**Stated exercise:**
Reproduce the data below verbatim, from the line containing "[point] light blue" down through the last line of the data, both ends included.

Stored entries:
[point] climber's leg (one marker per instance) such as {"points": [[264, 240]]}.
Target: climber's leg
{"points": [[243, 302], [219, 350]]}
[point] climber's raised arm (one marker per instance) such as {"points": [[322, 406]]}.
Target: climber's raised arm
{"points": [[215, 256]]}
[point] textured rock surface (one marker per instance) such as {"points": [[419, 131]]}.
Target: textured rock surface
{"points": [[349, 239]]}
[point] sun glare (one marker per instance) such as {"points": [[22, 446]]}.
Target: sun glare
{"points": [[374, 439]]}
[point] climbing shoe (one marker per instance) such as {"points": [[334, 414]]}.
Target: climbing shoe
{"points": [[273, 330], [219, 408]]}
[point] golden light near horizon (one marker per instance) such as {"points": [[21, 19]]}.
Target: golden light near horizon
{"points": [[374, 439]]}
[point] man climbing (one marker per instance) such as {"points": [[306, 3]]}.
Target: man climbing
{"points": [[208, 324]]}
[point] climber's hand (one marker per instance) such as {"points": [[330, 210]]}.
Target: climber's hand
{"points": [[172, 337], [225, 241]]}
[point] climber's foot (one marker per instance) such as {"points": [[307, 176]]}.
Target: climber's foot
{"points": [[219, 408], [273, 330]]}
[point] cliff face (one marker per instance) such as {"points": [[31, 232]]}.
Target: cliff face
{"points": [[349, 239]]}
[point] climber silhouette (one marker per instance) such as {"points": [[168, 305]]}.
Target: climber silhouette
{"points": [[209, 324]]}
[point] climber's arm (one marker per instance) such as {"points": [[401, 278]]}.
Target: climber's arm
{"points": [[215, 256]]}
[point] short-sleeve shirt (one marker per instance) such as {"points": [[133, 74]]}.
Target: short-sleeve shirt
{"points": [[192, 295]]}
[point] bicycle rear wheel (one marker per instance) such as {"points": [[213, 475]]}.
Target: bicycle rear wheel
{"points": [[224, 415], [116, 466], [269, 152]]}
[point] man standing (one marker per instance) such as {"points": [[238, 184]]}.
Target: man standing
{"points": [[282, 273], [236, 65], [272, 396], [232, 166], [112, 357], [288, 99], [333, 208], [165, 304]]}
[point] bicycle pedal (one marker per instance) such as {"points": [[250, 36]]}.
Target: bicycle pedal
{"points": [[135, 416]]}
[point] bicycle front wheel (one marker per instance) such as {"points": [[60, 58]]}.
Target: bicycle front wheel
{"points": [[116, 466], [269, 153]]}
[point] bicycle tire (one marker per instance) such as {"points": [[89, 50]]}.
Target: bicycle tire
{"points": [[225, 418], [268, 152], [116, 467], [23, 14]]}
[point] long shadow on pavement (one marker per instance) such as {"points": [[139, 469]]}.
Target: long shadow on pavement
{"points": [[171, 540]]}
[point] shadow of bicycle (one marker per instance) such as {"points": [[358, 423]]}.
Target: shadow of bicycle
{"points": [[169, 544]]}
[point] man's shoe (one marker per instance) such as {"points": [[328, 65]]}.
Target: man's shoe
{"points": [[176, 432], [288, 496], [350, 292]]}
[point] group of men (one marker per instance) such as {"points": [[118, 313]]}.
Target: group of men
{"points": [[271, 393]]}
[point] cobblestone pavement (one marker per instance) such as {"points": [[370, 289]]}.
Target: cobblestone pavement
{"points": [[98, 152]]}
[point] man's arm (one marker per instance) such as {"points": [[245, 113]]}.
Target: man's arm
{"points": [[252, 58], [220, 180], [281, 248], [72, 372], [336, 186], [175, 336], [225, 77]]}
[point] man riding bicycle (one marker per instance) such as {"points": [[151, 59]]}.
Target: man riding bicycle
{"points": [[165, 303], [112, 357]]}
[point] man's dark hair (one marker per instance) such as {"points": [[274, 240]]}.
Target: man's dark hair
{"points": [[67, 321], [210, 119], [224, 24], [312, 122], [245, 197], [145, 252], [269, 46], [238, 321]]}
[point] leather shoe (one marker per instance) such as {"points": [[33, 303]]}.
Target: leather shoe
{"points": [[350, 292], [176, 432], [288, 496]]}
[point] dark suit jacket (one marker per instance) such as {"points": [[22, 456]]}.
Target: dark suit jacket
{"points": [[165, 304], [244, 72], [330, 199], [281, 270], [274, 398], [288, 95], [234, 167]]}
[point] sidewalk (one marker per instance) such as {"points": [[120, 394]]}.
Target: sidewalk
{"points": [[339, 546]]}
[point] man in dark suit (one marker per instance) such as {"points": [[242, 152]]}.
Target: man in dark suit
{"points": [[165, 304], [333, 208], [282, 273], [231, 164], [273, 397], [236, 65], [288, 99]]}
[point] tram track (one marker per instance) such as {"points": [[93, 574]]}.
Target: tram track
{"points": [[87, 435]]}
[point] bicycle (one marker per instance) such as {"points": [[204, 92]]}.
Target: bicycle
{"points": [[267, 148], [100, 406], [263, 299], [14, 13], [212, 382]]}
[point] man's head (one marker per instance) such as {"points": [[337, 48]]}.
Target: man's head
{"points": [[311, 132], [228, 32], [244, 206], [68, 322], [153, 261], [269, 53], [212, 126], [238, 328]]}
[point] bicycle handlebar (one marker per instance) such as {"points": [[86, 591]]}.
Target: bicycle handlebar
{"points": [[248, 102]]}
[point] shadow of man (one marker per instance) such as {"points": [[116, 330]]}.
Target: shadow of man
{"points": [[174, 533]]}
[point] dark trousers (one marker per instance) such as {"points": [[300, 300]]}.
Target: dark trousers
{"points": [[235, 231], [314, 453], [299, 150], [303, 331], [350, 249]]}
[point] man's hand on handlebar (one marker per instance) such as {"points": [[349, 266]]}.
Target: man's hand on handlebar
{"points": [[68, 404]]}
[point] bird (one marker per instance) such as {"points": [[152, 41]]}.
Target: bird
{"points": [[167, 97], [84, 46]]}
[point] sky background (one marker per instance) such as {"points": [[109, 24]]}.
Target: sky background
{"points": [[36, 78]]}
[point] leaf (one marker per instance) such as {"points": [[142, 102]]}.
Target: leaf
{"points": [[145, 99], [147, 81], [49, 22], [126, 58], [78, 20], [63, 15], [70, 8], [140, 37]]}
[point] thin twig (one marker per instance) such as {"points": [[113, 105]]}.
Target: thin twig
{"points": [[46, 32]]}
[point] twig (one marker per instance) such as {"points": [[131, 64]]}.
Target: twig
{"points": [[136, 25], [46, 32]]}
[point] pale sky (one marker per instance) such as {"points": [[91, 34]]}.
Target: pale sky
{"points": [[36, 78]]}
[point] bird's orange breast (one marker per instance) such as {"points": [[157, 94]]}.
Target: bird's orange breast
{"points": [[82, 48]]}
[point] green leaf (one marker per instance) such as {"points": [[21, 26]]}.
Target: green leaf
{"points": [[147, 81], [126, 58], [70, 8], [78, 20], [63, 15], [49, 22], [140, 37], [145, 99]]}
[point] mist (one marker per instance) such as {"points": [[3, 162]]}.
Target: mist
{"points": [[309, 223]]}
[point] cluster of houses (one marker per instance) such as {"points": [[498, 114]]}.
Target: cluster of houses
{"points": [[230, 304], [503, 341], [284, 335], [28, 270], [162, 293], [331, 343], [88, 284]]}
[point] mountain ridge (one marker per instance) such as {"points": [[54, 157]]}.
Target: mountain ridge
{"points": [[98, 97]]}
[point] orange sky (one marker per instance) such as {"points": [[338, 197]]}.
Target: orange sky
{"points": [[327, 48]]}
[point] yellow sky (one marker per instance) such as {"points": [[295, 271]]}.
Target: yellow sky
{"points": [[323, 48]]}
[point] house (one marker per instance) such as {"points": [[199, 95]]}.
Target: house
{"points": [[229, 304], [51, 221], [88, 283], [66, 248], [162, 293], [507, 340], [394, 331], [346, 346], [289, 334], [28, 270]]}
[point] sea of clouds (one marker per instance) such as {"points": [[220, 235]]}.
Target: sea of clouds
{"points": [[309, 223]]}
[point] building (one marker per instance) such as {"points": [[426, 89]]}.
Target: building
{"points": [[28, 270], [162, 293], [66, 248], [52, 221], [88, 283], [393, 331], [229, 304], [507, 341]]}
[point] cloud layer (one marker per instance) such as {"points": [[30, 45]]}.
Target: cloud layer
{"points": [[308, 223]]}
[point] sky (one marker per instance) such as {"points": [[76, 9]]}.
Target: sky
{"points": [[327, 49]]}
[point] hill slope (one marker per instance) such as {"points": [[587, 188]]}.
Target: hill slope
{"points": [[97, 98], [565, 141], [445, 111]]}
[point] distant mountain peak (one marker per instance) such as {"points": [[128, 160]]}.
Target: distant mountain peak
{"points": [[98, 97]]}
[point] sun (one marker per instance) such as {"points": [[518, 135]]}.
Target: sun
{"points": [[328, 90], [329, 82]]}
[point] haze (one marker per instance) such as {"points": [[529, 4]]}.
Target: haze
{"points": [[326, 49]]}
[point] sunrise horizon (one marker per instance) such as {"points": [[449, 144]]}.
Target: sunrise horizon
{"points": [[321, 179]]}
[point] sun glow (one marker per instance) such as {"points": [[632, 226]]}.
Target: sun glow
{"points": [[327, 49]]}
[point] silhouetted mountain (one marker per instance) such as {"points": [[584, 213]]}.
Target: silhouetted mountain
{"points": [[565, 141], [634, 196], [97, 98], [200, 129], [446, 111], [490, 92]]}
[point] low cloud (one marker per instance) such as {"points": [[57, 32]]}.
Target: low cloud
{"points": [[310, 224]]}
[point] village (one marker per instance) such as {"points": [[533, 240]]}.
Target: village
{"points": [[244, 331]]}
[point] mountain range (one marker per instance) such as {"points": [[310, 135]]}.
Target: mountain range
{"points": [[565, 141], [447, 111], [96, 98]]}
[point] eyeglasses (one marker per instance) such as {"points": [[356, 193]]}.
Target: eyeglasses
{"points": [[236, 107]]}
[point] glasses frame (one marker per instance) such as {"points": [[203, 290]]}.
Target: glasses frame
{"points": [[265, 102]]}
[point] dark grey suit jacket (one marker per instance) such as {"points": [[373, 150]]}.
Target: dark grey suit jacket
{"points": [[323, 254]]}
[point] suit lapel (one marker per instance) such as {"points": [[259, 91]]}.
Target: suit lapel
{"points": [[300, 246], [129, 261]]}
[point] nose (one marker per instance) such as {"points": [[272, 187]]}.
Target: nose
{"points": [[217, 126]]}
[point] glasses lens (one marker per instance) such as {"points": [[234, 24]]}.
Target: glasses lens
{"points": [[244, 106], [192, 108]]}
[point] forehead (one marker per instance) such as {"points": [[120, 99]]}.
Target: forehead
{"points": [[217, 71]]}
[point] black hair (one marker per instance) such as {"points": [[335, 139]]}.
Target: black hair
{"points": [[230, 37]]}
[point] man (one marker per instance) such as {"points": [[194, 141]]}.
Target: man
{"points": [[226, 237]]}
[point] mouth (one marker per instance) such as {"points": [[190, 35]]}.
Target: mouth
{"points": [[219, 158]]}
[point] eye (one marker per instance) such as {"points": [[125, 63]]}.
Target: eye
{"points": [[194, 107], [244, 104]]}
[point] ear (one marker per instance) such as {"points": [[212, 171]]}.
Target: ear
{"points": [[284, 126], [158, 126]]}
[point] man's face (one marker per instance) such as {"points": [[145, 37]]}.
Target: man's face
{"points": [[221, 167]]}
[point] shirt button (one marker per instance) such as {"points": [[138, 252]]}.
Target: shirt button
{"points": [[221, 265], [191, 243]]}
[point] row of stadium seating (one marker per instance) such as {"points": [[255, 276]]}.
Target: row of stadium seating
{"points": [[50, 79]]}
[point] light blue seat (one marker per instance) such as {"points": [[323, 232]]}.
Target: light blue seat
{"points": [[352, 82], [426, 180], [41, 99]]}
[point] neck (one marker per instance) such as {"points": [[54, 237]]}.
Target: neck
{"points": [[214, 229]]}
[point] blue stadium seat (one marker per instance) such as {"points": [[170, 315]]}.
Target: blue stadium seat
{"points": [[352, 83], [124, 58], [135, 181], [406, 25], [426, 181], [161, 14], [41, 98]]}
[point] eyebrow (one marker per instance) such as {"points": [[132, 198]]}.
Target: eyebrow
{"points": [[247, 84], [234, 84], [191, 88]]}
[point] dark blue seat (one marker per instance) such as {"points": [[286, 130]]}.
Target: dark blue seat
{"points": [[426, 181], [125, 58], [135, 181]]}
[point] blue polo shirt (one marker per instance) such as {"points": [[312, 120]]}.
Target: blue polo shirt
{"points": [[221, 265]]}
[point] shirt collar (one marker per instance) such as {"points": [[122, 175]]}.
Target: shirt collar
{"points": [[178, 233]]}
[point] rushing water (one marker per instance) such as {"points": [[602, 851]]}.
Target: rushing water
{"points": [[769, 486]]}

**Result of the exercise:**
[point] light blue seat (one marker per instance) such as {"points": [[323, 232]]}.
Target: light blue seat
{"points": [[352, 82], [426, 180], [41, 99]]}
[point] neck (one marker per instance) such as {"points": [[54, 237]]}.
Target: neck
{"points": [[214, 229]]}
[point] blue stadium seat (one marker per instance) such as {"points": [[170, 315]]}.
Target: blue stadium seat
{"points": [[352, 83], [124, 58], [135, 181], [406, 25], [426, 181], [161, 14], [41, 98]]}
[point] eyebrow (one marker per instance) such as {"points": [[132, 198]]}.
Target: eyebrow
{"points": [[247, 84], [234, 84], [191, 88]]}
[point] dark blue seat (one marker per instance) such as {"points": [[286, 130]]}.
Target: dark blue seat
{"points": [[426, 181], [125, 58], [135, 181]]}
[point] blue polo shirt (one marker per instance) such as {"points": [[312, 120]]}.
Target: blue polo shirt
{"points": [[221, 265]]}
[point] shirt collar (one marker per instance) such as {"points": [[122, 175]]}.
Target: shirt collar
{"points": [[178, 233]]}
[point] rushing water (one marker per instance) such as {"points": [[602, 851]]}.
Target: rushing water
{"points": [[769, 486]]}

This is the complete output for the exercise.